» Data provided
□ □ □ □

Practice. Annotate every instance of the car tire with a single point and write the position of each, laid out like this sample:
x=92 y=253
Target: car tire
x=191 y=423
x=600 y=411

□ □ □ □

» Goal of the exercise
Render every line of the items above as a Markdown table with the columns Number and Record line, numbering each row and skipping any blank lines.

» Response for this exercise
| Number | Record line |
|---|---|
| 1 | Practice. Annotate every instance of the car tire with a single point and write the position of each, laid out like this sample: |
| 2 | x=92 y=253 |
| 3 | Target: car tire |
| 4 | x=191 y=423 |
| 5 | x=600 y=411 |